(Saved data entries)
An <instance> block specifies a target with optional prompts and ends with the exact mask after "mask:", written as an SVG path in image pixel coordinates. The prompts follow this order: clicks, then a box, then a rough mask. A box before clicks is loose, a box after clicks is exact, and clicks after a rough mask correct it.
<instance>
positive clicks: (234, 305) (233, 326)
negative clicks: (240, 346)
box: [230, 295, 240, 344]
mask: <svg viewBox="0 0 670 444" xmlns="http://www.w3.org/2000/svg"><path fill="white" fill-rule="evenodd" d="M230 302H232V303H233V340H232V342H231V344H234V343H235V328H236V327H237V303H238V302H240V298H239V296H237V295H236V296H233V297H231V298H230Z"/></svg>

■ Work item:
Find the line that contains "positive clicks: (234, 305) (233, 326)". Copy it and every line after it to the end of the records, exactly, and nothing more.

■ Answer space:
positive clicks: (234, 305) (233, 326)
negative clicks: (240, 346)
box: [230, 295, 240, 344]
mask: <svg viewBox="0 0 670 444" xmlns="http://www.w3.org/2000/svg"><path fill="white" fill-rule="evenodd" d="M230 302H232V303H233V340H232V342H231V344H234V343H235V328H236V327H237V303H238V302H240V298H239V296H237V295H236V296H233V297H231V298H230Z"/></svg>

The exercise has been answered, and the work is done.